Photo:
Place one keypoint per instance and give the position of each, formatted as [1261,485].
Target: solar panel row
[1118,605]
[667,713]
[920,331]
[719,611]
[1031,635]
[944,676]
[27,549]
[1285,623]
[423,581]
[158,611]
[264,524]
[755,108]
++++++++++
**WHAT IS NEEDED:**
Transcribe every record verbatim.

**RESPONSE BELOW:**
Photo:
Place one keypoint per instance and give the position of each, formatted as [1261,485].
Target: solar panel row
[1118,605]
[667,713]
[920,331]
[719,611]
[1031,635]
[944,676]
[27,549]
[1285,623]
[423,581]
[158,611]
[264,524]
[755,108]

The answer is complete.